À faire:
[A] Traduisez en anglais cette phrase de l'extrait sur La porte du paradis : « Nous sommes en 1870 et Harvard fête une nouvelle promotion. »
[B] Écrivez la suite de l'extrait sur La porte du paradis, à partir de l'endroit où il s'arrête.

+++ Extrait de page +++

Nous sommes en 1870 et Harvard fête une nouvelle promotion. Les élèves célèbrent la fin de leur scolarité et le futur prometteur qui s’annonce à eux. La cérémonie se termine, l’histoire fait un bond en avant de vingt ans. À l’allégresse collective s’est substituée la crasse et la boue de l’Ouest américain. Le contraste est saisissant. Fini de rêver : l’Amérique, la vraie, c’est celle-ci. Celle des illusions perdues, de la violence et de l’individualisme. Au milieu de cette mélancolie, le bordel où travaille Ella Watson (Isabelle Huppert), entouré de paysages somptueux et solaires, apparaît comme un véritable paradis. Un havre de paix où James Averill (Kris Kristofferson), à l’instar des autres habitants du comté de Johnson, vient trouver un peu de réconfort. Car malgré son pessimisme ambiant, La porte du paradis relate également une histoire d’amour, celle qui lie Averill, Ella et Nathan Champion (Christopher Walken). Un triangle amoureux – motif déjà présent dans Voyage au bout de l’enfer – dont Ella ne parvient pas à s’extraire, elle qui hésite entre un homme qui semble l’aimer bien plus qu’elle ne l’aime lui (Walken), et un autre dont elle est profondément éprise mais qui hésite à s’engager (Kristofferson).
- © 2013 Metro-Goldwyn-Mayer Studios Inc. Tous droits réservés.

+++ Données recueillies +++

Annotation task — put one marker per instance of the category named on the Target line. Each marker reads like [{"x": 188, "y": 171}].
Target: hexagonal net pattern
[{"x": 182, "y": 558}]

+++

Résultats de l'exercice:
[A] It is 1870, and Harvard is celebrating a new graduating class.

[B]
Outre sa sublime photographie et sa bande-son nostalgique, La porte du paradis interpelle également par le talent de metteur en scène de Michael Cimino, capable de tourner en plan-séquence de longues scènes profondément touchantes comme d’orchestrer des fusillades avec une maestria que John Ford n’aurait pas reniée. Le film est d’ailleurs rempli de séquences enivrantes, dotées d’une beauté plastique et d’une puissance émotionnelle qui confèrent à cet anti-western une dimension poétique. Seule (petite) faute de parcours : le personnage de John Hurt, bouffon alcoolique et cynique dont la séquence d’introduction laissait présager un rôle de premier plan, s’avère au final totalement anecdotique.
- © 2013 Metro-Goldwyn-Mayer Studios Inc. Tous droits réservés.
Avec La porte du paradis, Michael Cimino dépeint une Amérique brutale, intolérante et prête à tout pour défendre ses intérêts, rappelant au passage que la violence a toujours été omniprésente dans la construction du pays. Le réalisateur établit d’ailleurs un parallèle avec le sort des Indiens, autre minorité massacrée au nom de la toute puissance yankee, auquel il greffe une dimension sociale puisque ici, les riches (éleveurs de bétail) massacrent les pauvres (immigrés). Un portrait peu glorieux qui a, sans aucun doute, contribué à faire de La porte du paradis l’un des plus gros échecs cinématographiques de tous les temps.